BEGIN Task material

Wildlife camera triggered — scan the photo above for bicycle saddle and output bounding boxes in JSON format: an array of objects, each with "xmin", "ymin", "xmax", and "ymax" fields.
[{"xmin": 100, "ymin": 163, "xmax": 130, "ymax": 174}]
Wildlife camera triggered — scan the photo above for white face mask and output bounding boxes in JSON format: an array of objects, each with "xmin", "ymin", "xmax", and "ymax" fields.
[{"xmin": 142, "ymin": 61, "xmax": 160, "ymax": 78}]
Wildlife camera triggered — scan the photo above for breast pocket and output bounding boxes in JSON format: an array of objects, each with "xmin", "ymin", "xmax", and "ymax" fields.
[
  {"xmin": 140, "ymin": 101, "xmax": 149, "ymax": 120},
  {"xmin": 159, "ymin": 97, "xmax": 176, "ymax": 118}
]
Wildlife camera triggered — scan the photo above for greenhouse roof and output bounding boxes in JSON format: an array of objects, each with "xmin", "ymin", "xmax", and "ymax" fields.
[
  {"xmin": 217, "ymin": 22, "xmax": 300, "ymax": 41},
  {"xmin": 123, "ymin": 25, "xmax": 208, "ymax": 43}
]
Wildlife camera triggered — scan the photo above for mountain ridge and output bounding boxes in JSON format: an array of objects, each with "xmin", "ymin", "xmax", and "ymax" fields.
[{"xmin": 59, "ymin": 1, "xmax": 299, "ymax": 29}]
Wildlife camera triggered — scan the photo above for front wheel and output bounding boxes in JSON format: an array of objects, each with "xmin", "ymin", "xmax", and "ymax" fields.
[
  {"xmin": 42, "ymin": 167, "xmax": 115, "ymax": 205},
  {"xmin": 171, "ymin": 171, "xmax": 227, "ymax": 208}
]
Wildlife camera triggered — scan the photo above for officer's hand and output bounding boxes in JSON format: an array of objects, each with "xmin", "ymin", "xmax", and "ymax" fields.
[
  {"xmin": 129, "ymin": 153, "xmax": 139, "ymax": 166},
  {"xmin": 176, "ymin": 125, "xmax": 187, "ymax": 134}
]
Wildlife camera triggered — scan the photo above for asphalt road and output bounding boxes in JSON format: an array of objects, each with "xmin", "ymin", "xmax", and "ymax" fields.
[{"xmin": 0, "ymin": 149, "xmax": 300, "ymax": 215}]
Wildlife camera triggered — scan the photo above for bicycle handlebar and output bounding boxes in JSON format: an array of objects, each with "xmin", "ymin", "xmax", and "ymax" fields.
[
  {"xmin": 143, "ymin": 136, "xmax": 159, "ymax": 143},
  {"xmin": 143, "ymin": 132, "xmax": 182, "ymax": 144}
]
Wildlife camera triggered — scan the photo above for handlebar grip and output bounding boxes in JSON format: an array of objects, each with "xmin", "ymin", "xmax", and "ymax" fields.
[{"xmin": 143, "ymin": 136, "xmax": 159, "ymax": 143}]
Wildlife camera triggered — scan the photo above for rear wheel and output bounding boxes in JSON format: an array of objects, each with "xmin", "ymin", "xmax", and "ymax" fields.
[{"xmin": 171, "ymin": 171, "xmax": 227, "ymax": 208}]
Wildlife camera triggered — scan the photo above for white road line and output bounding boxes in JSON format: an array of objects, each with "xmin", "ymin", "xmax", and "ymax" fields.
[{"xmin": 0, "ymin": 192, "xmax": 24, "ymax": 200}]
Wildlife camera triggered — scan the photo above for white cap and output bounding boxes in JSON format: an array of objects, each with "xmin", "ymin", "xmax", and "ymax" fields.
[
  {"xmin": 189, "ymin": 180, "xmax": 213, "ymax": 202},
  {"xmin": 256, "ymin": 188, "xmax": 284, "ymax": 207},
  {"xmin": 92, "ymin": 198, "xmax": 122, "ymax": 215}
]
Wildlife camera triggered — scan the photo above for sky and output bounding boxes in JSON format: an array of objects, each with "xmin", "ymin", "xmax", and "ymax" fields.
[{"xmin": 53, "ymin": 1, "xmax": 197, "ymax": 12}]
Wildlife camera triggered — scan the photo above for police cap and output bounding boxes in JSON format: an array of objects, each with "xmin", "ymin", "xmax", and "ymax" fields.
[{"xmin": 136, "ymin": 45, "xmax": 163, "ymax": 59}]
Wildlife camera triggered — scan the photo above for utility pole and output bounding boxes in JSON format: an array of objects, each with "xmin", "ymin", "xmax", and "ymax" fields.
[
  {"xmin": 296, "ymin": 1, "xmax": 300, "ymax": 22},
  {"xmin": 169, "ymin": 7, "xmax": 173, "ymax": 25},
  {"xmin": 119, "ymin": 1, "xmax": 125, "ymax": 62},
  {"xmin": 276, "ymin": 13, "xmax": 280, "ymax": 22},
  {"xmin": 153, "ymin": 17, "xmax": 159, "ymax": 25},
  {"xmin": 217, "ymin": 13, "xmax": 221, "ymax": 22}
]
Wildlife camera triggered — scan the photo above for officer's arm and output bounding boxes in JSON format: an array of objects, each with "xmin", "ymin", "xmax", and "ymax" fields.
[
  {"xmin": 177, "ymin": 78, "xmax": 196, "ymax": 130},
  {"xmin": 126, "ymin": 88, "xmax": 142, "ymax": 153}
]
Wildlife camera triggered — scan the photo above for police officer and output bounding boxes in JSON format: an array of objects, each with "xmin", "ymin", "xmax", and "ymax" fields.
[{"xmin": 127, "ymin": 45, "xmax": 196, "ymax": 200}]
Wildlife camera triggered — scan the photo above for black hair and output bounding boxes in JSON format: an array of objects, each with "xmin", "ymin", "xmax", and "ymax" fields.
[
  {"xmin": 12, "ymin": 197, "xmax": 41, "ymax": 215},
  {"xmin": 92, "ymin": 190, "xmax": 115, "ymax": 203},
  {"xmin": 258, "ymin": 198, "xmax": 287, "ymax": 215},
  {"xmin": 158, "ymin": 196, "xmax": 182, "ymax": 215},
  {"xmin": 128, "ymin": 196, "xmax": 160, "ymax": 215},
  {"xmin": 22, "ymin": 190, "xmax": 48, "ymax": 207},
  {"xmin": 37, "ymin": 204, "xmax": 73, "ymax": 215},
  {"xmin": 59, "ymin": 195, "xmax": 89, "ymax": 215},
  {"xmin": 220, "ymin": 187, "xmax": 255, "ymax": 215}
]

END Task material

Given task:
Which lines in the records above contain the string "handlebar"? Return every one of them in full.

Correct output:
Wildlife camera triggered — scan the photo above for bicycle handlebar and output bounding boxes in JSON format: an array of objects, each with "xmin", "ymin", "xmax", and "ymax" fields.
Wildlife camera triggered — scan the photo above for handlebar grip and output bounding boxes in JSON format: an array of objects, each with "xmin", "ymin", "xmax", and "ymax" fields.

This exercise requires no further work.